● **Aim**
Render every line of the entries below as a Markdown table with the columns "Row" and "Line", numbering the rows and leaving out blank lines. Leave the pictures out of your answer.

— START Stored records —

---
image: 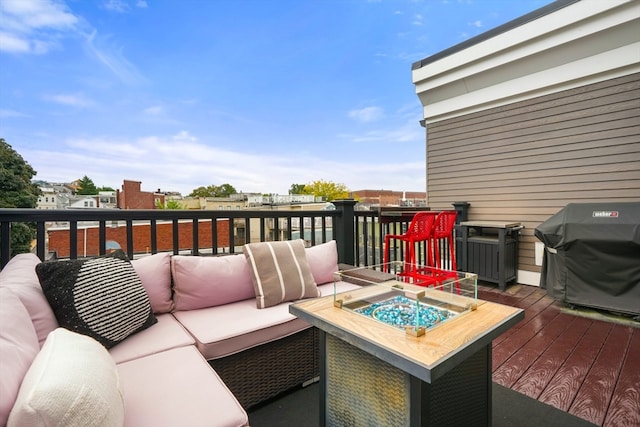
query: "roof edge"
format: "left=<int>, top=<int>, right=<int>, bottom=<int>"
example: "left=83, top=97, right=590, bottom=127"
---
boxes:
left=411, top=0, right=580, bottom=71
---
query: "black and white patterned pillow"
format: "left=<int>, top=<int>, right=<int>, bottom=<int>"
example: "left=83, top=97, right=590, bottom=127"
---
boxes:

— END Stored records —

● **The result**
| Row | Line |
|---|---|
| 1 | --- |
| 2 | image:  |
| 3 | query: "roof edge" |
| 4 | format: "left=<int>, top=<int>, right=<int>, bottom=<int>" |
| 5 | example: "left=83, top=97, right=590, bottom=127" |
| 6 | --- |
| 7 | boxes: |
| 8 | left=411, top=0, right=580, bottom=71 |
| 9 | --- |
| 10 | query: "black and white patterned pillow" |
| 11 | format: "left=<int>, top=<int>, right=<int>, bottom=<int>" |
| 12 | example: "left=83, top=97, right=590, bottom=127" |
| 13 | --- |
| 14 | boxes: |